From next year, eLife is eliminating accept/reject decisions after peer review, instead focusing on public reviews and assessments of preprints...


Scientific publishing without gatekeeping: an empirical investigation of eLife’s new peer review process
https://link.springer.com/article/10.1007/s11192-025-05422-y

ABSTRACT: At the end of January 2023, eLife introduced a new publishing model (alongside the old-traditional-publishing model): all manuscripts submitted as preprints are peer-reviewed and published if they are deemed worthy of review by the editorial team (“editorial triage”). The model abandons the gatekeeping function and retains the previous “consultative approach to peer review”.

Even under the changed conditions, the question of the quality of judgements in the peer review process remains. In this study, the reviewers’ ratings of manuscripts submitted to eLife were examined in terms of both descriptive comparisons of peer review models, and the following selected quality criteria of peer review: interrater agreement and interrater reliability.
■ ■ ■ ■
▸ Work to complete:
(a) Do these statements agree with the eLife excerpt? For each, answer yes or no and quote the deciding words. (i) eLife's new publishing model fully replaced its traditional model. (ii) Under the new model, preprints the editorial team deems worthy of review are peer-reviewed and published. (iii) The study looked at interrater agreement and interrater reliability.
(b) According to the eLife excerpt, when did eLife introduce its new publishing model?
(c) Quote the eLife excerpt from "ABSTRACT: At the" down to "and interrater reliability.".
■ ■ ■ ■
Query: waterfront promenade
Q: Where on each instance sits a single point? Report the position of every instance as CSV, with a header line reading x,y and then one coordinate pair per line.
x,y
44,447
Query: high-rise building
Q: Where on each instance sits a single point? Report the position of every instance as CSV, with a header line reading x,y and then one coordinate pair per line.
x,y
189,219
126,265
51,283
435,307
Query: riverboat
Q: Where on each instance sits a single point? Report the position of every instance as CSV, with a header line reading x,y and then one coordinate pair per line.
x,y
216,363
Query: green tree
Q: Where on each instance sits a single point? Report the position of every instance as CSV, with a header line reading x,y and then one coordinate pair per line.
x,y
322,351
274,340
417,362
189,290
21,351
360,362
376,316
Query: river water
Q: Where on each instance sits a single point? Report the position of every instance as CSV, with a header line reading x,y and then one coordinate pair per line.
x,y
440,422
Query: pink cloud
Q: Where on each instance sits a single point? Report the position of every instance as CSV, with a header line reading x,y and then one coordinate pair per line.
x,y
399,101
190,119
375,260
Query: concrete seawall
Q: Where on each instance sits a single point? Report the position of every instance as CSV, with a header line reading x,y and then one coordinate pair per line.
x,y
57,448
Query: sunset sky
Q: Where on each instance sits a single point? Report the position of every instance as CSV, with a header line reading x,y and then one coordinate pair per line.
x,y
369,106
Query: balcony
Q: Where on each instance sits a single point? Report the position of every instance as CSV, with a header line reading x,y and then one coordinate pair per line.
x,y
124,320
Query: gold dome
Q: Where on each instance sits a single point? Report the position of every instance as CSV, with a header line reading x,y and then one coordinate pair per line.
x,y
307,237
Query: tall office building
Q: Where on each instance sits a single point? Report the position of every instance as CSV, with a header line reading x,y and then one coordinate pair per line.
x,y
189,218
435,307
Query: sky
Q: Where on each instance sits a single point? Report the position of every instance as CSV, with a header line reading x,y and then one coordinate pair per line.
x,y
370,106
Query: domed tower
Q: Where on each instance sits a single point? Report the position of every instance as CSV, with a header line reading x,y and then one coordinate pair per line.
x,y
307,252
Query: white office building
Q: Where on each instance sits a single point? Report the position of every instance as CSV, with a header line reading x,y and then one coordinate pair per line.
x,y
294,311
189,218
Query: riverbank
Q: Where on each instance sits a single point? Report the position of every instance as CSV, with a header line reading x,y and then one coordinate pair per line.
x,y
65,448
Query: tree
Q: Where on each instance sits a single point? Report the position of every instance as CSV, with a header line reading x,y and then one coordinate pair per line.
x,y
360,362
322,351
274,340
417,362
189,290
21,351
■ ■ ■ ■
▸ Responses to the tasks:
(a)
(i) No: "alongside the old-traditional-publishing model"
(ii) Yes: "all manuscripts submitted as preprints are peer-reviewed and published if they are deemed worthy of review by the editorial team"
(iii) Yes: "interrater agreement and interrater reliability"

(b) At the end of January 2023.

(c)
ABSTRACT: At the end of January 2023, eLife introduced a new publishing model (alongside the old-traditional-publishing model): all manuscripts submitted as preprints are peer-reviewed and published if they are deemed worthy of review by the editorial team (“editorial triage”). The model abandons the gatekeeping function and retains the previous “consultative approach to peer review”.

Even under the changed conditions, the question of the quality of judgements in the peer review process remains. In this study, the reviewers’ ratings of manuscripts submitted to eLife were examined in terms of both descriptive comparisons of peer review models, and the following selected quality criteria of peer review: interrater agreement and interrater reliability.